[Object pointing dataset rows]
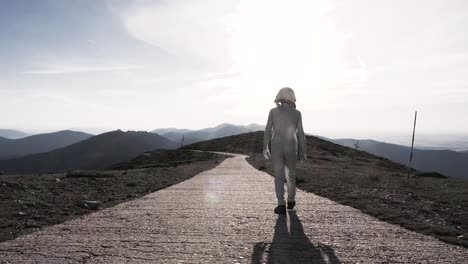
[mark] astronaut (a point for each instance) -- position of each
(288, 143)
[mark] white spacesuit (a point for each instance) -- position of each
(284, 128)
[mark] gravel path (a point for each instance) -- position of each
(225, 215)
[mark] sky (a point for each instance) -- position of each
(359, 68)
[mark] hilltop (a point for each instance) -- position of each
(375, 185)
(448, 162)
(192, 136)
(13, 148)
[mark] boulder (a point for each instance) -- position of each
(92, 205)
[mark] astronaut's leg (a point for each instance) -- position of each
(290, 168)
(278, 166)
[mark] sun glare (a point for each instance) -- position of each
(294, 43)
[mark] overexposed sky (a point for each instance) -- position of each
(359, 67)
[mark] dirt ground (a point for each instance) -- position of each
(432, 206)
(29, 202)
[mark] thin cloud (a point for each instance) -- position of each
(81, 69)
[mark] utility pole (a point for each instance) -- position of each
(412, 144)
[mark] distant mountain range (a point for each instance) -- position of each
(13, 148)
(97, 152)
(12, 134)
(448, 162)
(192, 136)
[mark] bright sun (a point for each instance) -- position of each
(287, 43)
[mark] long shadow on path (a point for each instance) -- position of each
(292, 246)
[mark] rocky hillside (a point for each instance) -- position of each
(15, 148)
(429, 203)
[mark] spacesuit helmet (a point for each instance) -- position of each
(286, 95)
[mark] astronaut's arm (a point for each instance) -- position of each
(301, 139)
(267, 135)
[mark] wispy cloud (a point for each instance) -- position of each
(69, 69)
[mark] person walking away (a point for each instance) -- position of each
(288, 143)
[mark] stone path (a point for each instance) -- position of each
(225, 215)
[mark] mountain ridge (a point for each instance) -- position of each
(14, 148)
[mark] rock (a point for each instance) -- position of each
(31, 224)
(92, 205)
(88, 174)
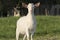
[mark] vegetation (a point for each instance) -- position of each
(48, 28)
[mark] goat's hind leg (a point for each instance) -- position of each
(17, 35)
(24, 37)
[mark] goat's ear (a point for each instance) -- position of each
(24, 5)
(37, 4)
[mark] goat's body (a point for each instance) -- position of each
(26, 24)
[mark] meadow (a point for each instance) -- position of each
(48, 28)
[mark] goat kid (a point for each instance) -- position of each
(27, 24)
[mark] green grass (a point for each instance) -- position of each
(48, 28)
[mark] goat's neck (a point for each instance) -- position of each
(30, 13)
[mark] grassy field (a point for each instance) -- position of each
(48, 28)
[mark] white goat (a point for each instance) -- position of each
(27, 25)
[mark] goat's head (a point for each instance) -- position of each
(30, 5)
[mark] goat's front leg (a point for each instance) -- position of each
(27, 33)
(17, 35)
(24, 37)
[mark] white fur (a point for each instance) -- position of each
(26, 24)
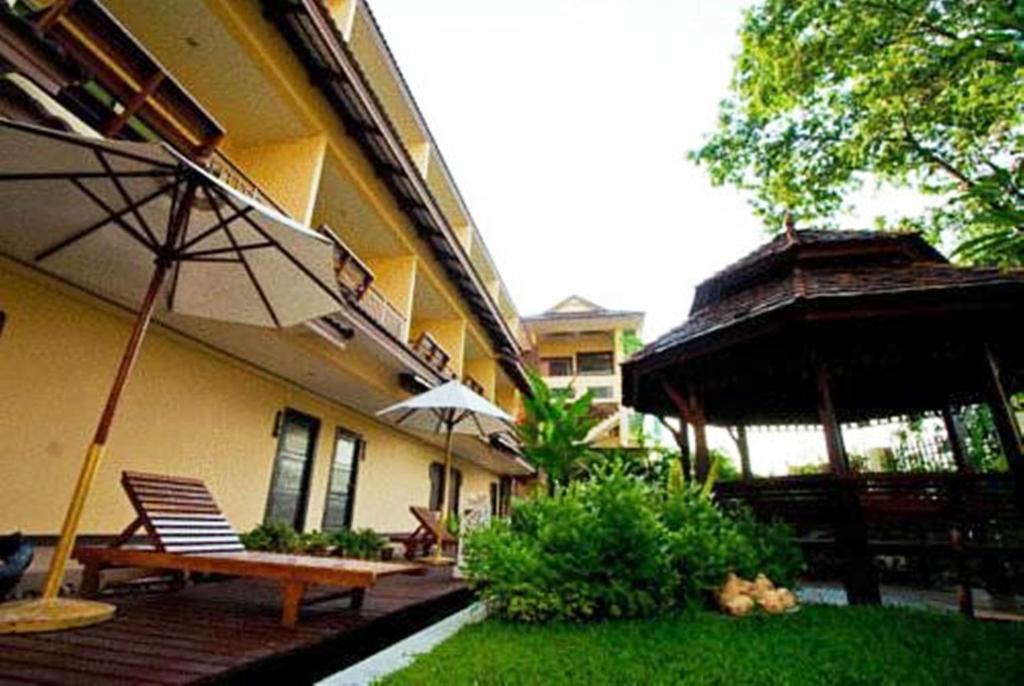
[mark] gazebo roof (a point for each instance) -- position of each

## PROBLEM TO WORK ON:
Turn the lines of the rows above into a numbered list, skipping any blank lines. Leave the pictures out of your answer.

## OUTPUT OF THE EXERCISE:
1. [mark] astronaut (a point for each instance) -- position of each
2. (288, 143)
3. [mark] white spacesuit (a point for each instance) -- position of each
4. (284, 128)
5. [mark] gravel path (a point for each instance) -- position of each
6. (225, 215)
7. [mark] sky (a point for each instance) -- position of each
8. (359, 68)
9. [mark] hilltop (a point for each instance) -- position of each
10. (375, 185)
11. (448, 162)
12. (192, 136)
13. (13, 148)
14. [mark] boulder (a point for each instance) -- position of each
15. (92, 205)
16. [mark] astronaut's leg (a point for each instance) -- position of each
17. (290, 168)
18. (278, 166)
19. [mark] sun glare (a point for each instance) -- position of each
20. (294, 43)
21. [mark] overexposed sky (a point for each instance) -- position of each
22. (359, 67)
23. [mark] dirt ground (a point for each instance) -- position of each
24. (432, 206)
25. (29, 202)
26. [mark] thin cloud (a point for each instance) -- position of each
27. (81, 69)
28. [mark] utility pole (a point for each instance) -- position of each
29. (412, 144)
30. [mark] distant mountain range (a point for each instance) -- position of each
31. (13, 148)
32. (97, 152)
33. (12, 134)
34. (448, 162)
35. (192, 136)
36. [mark] bright sun (a point for each instance) -- position of each
37. (287, 43)
38. [mark] long shadow on path (a point for each instance) -- position of each
39. (292, 246)
40. [mark] rocky hillside (a point for each instance) -- position of each
41. (15, 148)
42. (429, 203)
43. [mark] spacesuit helmet (a point for each instance) -- position of each
44. (286, 95)
45. [mark] astronaut's arm (a point for each instance) -- position of each
46. (301, 139)
47. (267, 135)
48. [mark] wispy cloud (a point for each instance) -- position of each
49. (69, 69)
50. [mark] person walking away (a point for each instance) -- position of each
51. (288, 143)
52. [mark] stone path (a point for each instance) -- position of each
53. (225, 215)
54. [mark] mountain ridge (a point for each instance) -- position of each
55. (14, 148)
56. [mark] rock (a point for each instance) -- position of each
57. (31, 224)
58. (92, 205)
59. (88, 174)
60. [mark] vegetation (a point for each instance) -- position of each
61. (48, 28)
62. [mark] goat's hind leg (a point for each instance) -- position of each
63. (17, 35)
64. (24, 37)
65. [mark] goat's ear (a point for each instance) -- position of each
66. (24, 5)
67. (37, 4)
68. [mark] goat's body (a point for each instance) -- position of each
69. (26, 24)
70. [mark] meadow (a point for each instance) -- position of each
71. (48, 28)
72. [mark] goat kid (a point for each instance) -- position of each
73. (27, 24)
74. [mark] green grass (a point for each instance) -- position of each
75. (48, 28)
76. [mark] goat's neck (a point for each instance) -- position of each
77. (30, 13)
78. [mark] grassy field (a point for each instance) -- position of each
79. (48, 28)
80. [mark] white goat (a point for each instance) -- position of each
81. (27, 25)
82. [mark] goat's head (a point for each instance) -- position of each
83. (30, 5)
84. [mark] goat's front leg (a point for each instance) -- position of each
85. (27, 33)
86. (17, 35)
87. (24, 37)
88. [mark] white fur (a point for each instance) -- position of each
89. (26, 24)
90. [mark] gazebo roof (a point for each instance) -- position of each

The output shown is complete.